Description of the task: Reproduce all of the items below, switching each occurrence of "integer pixel boxes" to "normalized coordinate boxes" and leaving everything else unchanged. Omit the pictures from your answer.

* Start *

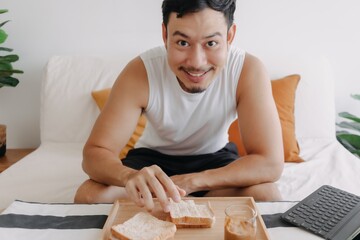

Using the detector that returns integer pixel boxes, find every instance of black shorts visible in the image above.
[122,142,239,197]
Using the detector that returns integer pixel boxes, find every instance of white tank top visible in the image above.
[135,47,245,155]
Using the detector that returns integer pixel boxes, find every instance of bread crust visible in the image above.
[111,212,176,240]
[170,200,215,228]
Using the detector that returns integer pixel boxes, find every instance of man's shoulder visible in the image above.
[140,46,166,61]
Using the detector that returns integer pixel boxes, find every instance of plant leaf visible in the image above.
[0,47,12,52]
[0,69,24,77]
[0,77,19,87]
[336,121,360,132]
[0,54,19,62]
[0,29,7,44]
[339,112,360,122]
[0,62,12,72]
[336,134,360,149]
[0,20,10,27]
[351,94,360,100]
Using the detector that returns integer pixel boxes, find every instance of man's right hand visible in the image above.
[125,165,186,212]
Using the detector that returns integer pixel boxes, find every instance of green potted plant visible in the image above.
[0,9,23,156]
[336,94,360,158]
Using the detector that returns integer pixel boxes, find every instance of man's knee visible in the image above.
[74,179,127,204]
[248,183,282,202]
[74,180,96,204]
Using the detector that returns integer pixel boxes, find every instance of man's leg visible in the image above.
[205,183,282,202]
[74,179,128,204]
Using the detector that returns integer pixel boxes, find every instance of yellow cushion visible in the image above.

* End *

Task response:
Using the detector that returns normalized coordinate boxes, find every instance of black shorts visible in the image above.
[122,142,239,197]
Using the detector that returns normalized coordinate boxes, find every instance of white tank top visible in the image above.
[135,47,245,155]
Using the detector that returns normalized coordinate boxes, find every instance of bread crust visible in the image above.
[111,212,176,240]
[170,200,215,228]
Using the detector that returns normalized coordinate boxes, find every instance of man's shoulder visible in the image above.
[140,46,166,61]
Using the detector that returns normalized coordinate boxes, find every instance of plant leaf visible in the image above.
[0,47,12,52]
[0,69,24,77]
[0,77,19,87]
[336,121,360,132]
[0,54,19,62]
[0,29,7,44]
[339,112,360,122]
[0,62,12,72]
[336,134,360,149]
[0,20,10,27]
[351,94,360,100]
Using the detector that returns normalized coordinate boxes, find every instance of man's right hand visible in the image above.
[125,165,186,212]
Using the detector that returns normalized coordinate boxes, find every instance of green potted plant visible in the image above.
[0,9,23,156]
[336,94,360,158]
Using the detector that returns normalized coordinate boxes, find every instance of man's knee visible in the image above.
[74,179,127,204]
[248,183,282,202]
[74,180,96,204]
Using the detector that returns normalized coordinate boxes, find every instance of man's leg visible in the image above.
[205,183,282,202]
[74,179,128,204]
Using the detector that returns normalized coordinate boxes, find every instance of yellow cushion visible in the image above.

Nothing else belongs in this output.